■ **TESTO ESTRATTO**:

* * *

E’ un’esigenza umana, che ci fa dire, in qualche modo, che non esistiamo se non abbiamo delle persone con cui relazionarci, che il nostro lavoro e il nostro modo di essere non hanno un senso se non si concretizzano per qualcuno che poi li apprezzerà.
Il desiderio frustrato si può trasformare in spinta in avanti oppure in regressione diventando un bisogno primario, da soddisfare secondo le logiche “del tutto e subito” oppure “dell’ora o mai più”.
Il desiderio si trasforma in esigenza da soddisfare a tutti i costi e, nella relazione a due, uomo donna, diventa un attivarsi nell’efficientismo del fare cose su cose nella vita quotidiana, perdendo di vista la piacevolezza di esserci, di essere coppia. La routine prende il sopravvento riducendo e spegnendo le occasioni, nella coppia, per un contatto costruttivo, per uno scambio armonioso e per una piacevole reciprocità.

* * *

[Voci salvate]
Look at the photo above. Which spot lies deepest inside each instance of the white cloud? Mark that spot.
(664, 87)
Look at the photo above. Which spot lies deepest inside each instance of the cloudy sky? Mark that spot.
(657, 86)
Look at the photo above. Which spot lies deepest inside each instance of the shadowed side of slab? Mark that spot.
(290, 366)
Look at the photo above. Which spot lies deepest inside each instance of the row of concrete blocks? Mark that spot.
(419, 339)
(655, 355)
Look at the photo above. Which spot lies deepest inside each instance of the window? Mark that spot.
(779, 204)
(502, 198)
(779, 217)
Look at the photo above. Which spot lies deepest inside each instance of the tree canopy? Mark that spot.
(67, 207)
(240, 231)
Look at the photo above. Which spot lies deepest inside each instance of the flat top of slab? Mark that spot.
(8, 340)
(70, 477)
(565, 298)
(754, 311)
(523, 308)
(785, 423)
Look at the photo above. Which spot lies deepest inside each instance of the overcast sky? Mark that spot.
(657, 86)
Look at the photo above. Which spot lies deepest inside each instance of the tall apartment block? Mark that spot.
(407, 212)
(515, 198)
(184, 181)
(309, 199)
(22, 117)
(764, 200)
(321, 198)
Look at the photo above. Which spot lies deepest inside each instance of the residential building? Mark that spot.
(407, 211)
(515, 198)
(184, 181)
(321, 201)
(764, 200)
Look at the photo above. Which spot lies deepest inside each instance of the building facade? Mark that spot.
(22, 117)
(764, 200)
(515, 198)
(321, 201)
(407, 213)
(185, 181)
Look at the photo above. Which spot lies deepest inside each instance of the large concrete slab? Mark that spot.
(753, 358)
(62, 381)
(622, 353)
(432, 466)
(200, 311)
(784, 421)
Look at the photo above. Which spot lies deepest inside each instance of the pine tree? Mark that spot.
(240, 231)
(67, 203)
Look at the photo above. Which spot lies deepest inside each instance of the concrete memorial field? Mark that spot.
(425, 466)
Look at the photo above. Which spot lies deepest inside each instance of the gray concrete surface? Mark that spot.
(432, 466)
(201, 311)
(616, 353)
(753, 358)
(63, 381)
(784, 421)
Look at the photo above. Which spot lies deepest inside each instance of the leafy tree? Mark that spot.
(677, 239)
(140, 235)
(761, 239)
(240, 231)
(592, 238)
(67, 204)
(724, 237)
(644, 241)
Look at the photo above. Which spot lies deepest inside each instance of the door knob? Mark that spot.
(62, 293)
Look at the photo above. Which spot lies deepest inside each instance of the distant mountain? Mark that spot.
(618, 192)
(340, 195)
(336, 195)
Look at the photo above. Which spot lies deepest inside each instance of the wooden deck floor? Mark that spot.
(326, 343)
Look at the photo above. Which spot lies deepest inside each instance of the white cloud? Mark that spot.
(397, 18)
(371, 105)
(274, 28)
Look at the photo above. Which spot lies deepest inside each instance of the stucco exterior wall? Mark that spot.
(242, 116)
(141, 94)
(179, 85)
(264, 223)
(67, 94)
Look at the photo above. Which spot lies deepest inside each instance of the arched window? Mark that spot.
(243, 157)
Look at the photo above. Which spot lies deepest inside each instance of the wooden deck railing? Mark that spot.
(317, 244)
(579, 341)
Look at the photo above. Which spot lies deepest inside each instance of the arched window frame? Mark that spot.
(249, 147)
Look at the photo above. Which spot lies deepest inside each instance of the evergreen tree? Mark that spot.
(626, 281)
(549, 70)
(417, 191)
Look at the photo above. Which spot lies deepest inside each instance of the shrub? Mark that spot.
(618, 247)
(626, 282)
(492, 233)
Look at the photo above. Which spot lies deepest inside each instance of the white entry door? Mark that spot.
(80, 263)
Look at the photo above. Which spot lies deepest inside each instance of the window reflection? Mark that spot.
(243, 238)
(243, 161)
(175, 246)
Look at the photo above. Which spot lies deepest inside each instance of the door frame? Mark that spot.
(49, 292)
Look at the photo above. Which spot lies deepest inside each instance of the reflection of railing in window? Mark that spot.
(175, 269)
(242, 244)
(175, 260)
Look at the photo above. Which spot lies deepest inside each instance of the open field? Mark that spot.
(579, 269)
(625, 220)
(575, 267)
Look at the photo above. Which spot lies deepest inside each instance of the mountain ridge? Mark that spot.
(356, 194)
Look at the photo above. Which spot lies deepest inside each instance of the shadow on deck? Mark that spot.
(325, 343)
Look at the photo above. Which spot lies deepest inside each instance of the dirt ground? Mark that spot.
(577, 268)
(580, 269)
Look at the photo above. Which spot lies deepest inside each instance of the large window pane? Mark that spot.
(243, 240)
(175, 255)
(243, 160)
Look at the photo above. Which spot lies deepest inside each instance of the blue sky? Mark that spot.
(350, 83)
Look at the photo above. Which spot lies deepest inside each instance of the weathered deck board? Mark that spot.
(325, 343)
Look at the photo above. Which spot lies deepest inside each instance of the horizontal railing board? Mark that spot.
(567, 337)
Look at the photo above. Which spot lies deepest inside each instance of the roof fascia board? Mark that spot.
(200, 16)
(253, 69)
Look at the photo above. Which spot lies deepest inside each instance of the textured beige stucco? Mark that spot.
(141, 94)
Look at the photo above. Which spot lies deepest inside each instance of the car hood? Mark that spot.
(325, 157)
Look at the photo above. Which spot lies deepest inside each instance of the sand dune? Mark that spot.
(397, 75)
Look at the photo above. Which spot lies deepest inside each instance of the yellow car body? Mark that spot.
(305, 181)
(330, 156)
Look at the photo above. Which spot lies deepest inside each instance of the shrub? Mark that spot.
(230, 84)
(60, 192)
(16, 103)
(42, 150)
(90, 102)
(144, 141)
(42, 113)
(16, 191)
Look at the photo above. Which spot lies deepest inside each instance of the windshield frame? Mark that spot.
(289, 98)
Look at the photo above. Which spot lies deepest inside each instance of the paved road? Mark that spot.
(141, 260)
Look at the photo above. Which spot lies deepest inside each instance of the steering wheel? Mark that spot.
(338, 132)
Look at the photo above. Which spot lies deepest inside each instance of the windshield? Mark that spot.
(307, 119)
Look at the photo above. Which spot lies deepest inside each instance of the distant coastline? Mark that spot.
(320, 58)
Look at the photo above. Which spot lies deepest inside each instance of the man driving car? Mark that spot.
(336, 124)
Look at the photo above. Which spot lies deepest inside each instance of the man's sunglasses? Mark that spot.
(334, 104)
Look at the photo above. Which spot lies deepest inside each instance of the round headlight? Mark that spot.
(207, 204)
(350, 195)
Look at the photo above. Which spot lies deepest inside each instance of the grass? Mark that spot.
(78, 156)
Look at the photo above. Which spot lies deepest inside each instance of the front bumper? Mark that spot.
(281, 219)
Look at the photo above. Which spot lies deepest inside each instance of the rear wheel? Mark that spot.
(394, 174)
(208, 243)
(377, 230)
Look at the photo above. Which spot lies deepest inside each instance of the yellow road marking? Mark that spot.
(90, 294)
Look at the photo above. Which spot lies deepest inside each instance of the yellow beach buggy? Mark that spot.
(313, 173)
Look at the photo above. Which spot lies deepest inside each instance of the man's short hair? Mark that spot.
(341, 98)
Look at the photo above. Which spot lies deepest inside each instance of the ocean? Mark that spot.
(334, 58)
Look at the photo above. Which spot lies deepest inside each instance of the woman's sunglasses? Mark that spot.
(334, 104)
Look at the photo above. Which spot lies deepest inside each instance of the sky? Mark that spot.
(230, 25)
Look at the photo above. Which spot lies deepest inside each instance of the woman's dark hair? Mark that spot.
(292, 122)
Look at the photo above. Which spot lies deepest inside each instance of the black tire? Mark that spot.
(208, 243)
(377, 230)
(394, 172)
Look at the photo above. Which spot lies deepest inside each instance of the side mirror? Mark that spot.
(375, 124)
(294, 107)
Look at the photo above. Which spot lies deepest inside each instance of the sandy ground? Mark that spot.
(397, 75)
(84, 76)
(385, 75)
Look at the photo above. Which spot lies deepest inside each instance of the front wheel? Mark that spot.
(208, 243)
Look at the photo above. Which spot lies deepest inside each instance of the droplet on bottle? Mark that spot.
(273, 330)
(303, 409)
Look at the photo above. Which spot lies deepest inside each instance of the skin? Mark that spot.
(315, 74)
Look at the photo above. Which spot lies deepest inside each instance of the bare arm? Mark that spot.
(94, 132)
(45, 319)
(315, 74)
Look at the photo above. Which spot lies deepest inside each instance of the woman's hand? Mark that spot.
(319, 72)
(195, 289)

* * *

■ **ISTRUZIONI PER L'ESERCIZIO**:
A – Secondo il testo estratto, che effetto ha sulla coppia il desiderio che diventa un'esigenza da soddisfare a tutti i costi?
B – Per favore, ripeti fedelmente il passo del testo estratto che inizia dalle parole "Il desiderio si" e si chiude con "una piacevole reciprocità.".
C – Indica se ciascuna affermazione concorda con il testo estratto, rispondendo sì o no e citando le parole decisive. (i) Il desiderio frustrato può trasformarsi soltanto in regressione. (ii) La routine riduce le occasioni di contatto costruttivo nella coppia. (iii) Il nostro lavoro ha senso anche se non si concretizza per qualcuno.

■ **SOLUZIONI DELLE ATTIVITÀ**:
A – Nella coppia il desiderio diventa un attivarsi nell'efficientismo del fare cose su cose nella vita quotidiana. Così si perde di vista la piacevolezza di esserci e di essere coppia. La routine prende il sopravvento e riduce e spegne le occasioni per un contatto costruttivo, uno scambio armonioso e una piacevole reciprocità.

B –
Il desiderio si trasforma in esigenza da soddisfare a tutti i costi e, nella relazione a due, uomo donna, diventa un attivarsi nell’efficientismo del fare cose su cose nella vita quotidiana, perdendo di vista la piacevolezza di esserci, di essere coppia. La routine prende il sopravvento riducendo e spegnendo le occasioni, nella coppia, per un contatto costruttivo, per uno scambio armonioso e per una piacevole reciprocità.

C –
(i) No: "Il desiderio frustrato si può trasformare in spinta in avanti oppure in regressione"
(ii) Sì: "La routine prende il sopravvento riducendo e spegnendo le occasioni, nella coppia, per un contatto costruttivo"
(iii) No: "il nostro lavoro e il nostro modo di essere non hanno un senso se non si concretizzano per qualcuno"